• [EXTRAIT CHOISI]
——————
Des représentants des Maasaï et des membres du personnel du Pitt Rivers Museum prennent soin ensemble d’objets sacrés maasaï. © Pitt Rivers Museum, Université d’Oxford

Projet de décolonisation des musées

Q+R avec Antonia Canal, responsable des politiques et des campagnes à la Museums Association (Royaume-Uni)

L’Association des musées du Royaume-Uni — la plus ancienne association de musées au monde, créée en 1889 — a lancé des initiatives de décolo-nisation visant à habiliter davantage de personnes à prendre des mesures et à mener à bien des changements, alors que les musées s’interrogent sur le legs du colonialisme britannique.

Reconnaissant l’intérêt croissant envers la décolonisation des musées, allié cependant à une incertitude quant à la manière de mettre cela en pratique, l’association a entrepris la création d’un document de référence intitulé Supporting Decolonisation in Museums ( Soutenir la décolonisation dans les musées).

Ce document de référence, qui a été lancé récemment, couvre tous les domaines de pratique, comp/ortant des sections sur la collaboration, les collections, les effectifs, etc. Il vise à aider les acteurs de l’ensemble du secteur muséal à instaurer des pratiques de décolonisation, quels que soient le type ou la dimension des établissements concernés.

Des membres du personnel de l’AMC ont rencontré l’agente des politiques et des campagnes de l’asso-ciation, Antonia Canal, pour discuter de l’impulsion dont bénéficie le projet, de son processus d’élaboration, et des liens avec les initiatives de réconciliation et de décolonisation menées par des musées au Canada et dans le monde entier.

Pour ceux qui ne connaissent pas le projet, pourriez-vous décrire cette initiative?

En novembre 2021, nous avons lancé Soutenir la décolonisation dans les musées. Produit par notre groupe de travail sur la décolonisation avec l’appui de notre comité d’éthique et d’un éventail de partenaires critiques, ce nouveau document de référence vise à aider davantage d’intervenants à prendre des mesures concernant la décolonisation.

Le document couvre tous les domaines de pratique, avec des sections sur la collaboration, les collections, les effectifs, etc. Les conseils offerts invitent à réfléchir, discuter et agir, reconnaissant qu’il n’y a pas de formule unique pour décoloniser les musées.

Beaucoup de musées de l’ensemble du Royaume-Uni reflètent l’héritage du colonialisme britannique. Ce guide offre la possibilité de prendre des mesures en vue d’un changement à long terme.

Membres de la communauté soudanaise du Sussex au Royal Engineers Museum, en septembre 2021, dans le cadre du projet Making African Connections (Établir des liens avec l’Afrique).

Pouvez-vous nous donner une idée du travail de fond et du contexte historique de l’association qui a donné lieu à cette initiative?

Le travail de décolonisation des musées a été défendu par des gens travaillant depuis longtemps dans des musées et collaborant avec eux. Je pense qu’il est important de reconnaître que ce travail n’est pas nouveau et a souvent été réalisé par des collectivités sur le terrain.
——————
• [DONNÉES ENREGISTRÉES]

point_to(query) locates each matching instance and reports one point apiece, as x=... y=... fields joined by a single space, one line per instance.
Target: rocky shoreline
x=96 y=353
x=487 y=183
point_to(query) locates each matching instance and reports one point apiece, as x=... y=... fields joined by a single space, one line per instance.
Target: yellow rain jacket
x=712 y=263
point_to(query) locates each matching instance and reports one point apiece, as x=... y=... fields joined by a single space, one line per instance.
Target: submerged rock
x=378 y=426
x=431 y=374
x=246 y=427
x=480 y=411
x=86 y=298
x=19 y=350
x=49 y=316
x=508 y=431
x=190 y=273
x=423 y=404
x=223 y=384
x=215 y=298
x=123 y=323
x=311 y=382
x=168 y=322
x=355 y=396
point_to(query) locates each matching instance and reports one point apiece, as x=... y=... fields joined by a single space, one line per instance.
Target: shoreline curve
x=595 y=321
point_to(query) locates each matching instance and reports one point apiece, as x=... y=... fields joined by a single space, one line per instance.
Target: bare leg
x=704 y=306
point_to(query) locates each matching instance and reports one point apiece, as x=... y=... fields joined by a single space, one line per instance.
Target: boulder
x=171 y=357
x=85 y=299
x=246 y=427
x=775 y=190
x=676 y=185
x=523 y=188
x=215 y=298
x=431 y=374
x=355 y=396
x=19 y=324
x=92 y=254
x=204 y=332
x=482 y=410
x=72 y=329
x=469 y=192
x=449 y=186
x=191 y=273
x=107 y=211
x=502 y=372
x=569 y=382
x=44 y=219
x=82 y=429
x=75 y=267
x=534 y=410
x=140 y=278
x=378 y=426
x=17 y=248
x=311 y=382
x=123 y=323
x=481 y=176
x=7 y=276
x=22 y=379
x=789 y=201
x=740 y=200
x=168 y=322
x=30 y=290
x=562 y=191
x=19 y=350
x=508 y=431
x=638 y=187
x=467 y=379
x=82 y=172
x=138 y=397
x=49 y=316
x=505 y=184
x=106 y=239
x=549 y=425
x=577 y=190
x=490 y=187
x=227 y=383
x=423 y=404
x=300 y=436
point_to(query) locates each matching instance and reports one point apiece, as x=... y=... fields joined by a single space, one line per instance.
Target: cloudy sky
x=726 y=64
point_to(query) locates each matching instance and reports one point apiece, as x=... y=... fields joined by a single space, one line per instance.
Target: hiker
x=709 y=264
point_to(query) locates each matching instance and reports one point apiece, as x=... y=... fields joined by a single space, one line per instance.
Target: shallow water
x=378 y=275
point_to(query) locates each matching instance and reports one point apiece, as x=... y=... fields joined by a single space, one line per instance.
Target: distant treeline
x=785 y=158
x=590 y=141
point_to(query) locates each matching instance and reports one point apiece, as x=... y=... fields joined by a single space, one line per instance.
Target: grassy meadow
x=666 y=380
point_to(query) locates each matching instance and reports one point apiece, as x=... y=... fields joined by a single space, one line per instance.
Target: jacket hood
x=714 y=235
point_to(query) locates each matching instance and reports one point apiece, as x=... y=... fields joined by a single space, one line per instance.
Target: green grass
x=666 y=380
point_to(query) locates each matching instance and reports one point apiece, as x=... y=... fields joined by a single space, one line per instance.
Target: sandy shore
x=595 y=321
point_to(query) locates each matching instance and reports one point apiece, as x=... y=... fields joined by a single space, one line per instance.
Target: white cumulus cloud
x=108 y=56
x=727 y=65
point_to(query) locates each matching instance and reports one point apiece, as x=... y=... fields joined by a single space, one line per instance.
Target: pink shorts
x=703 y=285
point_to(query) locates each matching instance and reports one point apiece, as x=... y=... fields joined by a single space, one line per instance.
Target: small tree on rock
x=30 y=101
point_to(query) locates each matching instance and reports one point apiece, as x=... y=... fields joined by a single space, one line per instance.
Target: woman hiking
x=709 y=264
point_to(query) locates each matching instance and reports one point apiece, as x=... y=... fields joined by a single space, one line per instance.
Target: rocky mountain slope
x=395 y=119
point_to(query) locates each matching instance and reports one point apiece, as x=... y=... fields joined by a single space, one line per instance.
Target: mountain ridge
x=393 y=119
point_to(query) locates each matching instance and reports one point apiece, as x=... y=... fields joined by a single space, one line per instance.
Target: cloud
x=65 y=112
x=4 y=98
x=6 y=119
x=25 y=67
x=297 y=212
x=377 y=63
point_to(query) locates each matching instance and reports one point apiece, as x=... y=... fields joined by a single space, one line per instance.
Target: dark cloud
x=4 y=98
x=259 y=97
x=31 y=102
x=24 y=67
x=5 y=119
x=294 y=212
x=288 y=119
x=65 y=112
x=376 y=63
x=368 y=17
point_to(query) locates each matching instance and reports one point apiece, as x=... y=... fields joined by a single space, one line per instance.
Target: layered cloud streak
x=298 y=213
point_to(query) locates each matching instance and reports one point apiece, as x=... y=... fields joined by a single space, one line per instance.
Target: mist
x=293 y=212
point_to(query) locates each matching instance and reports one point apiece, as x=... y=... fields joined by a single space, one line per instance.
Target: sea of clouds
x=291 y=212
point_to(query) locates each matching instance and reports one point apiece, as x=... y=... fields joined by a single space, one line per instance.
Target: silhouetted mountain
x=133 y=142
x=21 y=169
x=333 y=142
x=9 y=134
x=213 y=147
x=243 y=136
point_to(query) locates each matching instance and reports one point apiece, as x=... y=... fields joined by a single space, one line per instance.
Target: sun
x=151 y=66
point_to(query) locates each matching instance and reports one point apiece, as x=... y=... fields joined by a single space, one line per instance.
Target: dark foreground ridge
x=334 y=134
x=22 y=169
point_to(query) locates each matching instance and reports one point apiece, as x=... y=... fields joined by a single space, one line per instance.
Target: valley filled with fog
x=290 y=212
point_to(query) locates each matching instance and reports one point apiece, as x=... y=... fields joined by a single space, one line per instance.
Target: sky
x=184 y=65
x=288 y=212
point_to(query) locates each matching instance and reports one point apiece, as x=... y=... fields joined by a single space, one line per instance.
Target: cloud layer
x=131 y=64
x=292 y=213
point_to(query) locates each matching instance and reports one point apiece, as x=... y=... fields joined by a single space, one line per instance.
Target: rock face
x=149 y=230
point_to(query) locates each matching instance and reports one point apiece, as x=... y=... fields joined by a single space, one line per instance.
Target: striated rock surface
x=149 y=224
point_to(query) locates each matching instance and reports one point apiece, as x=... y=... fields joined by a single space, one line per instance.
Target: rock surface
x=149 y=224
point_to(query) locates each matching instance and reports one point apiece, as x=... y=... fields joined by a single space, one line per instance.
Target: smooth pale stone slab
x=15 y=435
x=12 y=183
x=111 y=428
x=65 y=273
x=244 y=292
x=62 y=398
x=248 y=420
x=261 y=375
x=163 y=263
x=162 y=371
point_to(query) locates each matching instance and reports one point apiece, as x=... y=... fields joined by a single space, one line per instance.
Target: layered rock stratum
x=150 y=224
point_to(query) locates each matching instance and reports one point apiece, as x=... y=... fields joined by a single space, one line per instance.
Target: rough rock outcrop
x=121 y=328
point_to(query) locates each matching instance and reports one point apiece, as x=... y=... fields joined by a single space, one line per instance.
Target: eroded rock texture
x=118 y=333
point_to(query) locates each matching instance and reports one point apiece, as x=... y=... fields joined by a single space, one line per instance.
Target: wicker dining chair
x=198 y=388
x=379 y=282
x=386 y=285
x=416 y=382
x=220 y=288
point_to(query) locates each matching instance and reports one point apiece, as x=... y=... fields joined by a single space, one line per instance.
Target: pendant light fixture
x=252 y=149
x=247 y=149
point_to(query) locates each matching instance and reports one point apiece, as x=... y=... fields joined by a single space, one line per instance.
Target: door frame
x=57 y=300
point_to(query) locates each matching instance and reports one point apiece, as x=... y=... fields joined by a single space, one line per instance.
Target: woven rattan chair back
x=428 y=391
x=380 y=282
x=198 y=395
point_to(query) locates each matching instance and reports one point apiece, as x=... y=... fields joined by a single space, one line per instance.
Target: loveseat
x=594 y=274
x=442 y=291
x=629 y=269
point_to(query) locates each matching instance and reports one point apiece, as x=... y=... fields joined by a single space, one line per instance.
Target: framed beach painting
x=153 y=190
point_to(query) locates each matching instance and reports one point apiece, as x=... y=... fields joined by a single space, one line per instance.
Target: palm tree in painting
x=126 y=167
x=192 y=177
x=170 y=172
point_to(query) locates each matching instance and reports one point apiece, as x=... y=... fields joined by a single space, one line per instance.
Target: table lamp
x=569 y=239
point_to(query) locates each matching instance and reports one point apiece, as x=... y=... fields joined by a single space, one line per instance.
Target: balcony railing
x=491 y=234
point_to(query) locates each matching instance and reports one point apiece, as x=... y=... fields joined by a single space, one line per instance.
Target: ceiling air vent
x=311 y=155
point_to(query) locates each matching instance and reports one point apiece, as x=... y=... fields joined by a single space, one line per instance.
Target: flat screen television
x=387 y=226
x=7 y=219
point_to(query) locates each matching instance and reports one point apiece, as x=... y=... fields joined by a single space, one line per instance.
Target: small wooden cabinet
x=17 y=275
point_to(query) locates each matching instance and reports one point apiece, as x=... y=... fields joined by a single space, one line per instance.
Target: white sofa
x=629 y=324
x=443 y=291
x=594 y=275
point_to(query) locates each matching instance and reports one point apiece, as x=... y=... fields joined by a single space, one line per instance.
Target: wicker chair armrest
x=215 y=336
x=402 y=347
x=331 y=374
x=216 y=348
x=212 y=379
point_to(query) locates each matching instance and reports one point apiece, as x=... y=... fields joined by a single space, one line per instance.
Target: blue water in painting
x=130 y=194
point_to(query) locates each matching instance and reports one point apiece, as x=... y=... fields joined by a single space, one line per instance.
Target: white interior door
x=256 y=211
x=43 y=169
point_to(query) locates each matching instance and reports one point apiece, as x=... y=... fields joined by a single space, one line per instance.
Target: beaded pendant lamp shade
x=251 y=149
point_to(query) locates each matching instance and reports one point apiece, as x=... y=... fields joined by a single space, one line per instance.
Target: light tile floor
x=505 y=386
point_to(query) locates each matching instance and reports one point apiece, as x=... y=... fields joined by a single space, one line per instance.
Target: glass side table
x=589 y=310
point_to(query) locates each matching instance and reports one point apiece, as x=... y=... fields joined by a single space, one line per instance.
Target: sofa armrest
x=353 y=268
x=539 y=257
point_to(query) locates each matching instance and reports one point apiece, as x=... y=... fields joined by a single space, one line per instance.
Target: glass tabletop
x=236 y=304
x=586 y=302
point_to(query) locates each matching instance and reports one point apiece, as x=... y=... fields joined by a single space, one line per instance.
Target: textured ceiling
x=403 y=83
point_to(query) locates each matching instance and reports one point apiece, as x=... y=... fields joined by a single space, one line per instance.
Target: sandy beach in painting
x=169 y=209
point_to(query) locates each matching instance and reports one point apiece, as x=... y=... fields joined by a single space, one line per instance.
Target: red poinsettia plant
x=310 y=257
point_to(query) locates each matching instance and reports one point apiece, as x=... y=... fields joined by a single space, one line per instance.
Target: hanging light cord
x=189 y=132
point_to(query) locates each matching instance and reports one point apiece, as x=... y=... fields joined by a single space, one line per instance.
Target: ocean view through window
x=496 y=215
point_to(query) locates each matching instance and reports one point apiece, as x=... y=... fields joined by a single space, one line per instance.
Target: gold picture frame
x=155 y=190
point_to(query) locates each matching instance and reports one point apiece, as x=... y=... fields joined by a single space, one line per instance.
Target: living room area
——————
• [SÉRIE D'EXERCICES]
• A. D'après l'extrait choisi, en quelle année l'Association des musées du Royaume-Uni a-t-elle été créée ?
• B. Remplacez « one point apiece » par « a single point » dans les enregistrements, depuis leur toute première ligne jusqu'à celle qui contient « x=712 y=263 » incluse, puis redonnez ces lignes sans autre changement.
Le texte et les enregistrements sont deux documents indépendants l'un de l'autre.

• [LES SOLUTIONS]
• A. En 1889.

• B.
point_to(query) locates each matching instance and reports a single point, as x=... y=... fields joined by a single space, one line per instance.
Target: rocky shoreline
x=96 y=353
x=487 y=183
point_to(query) locates each matching instance and reports a single point, as x=... y=... fields joined by a single space, one line per instance.
Target: yellow rain jacket
x=712 y=263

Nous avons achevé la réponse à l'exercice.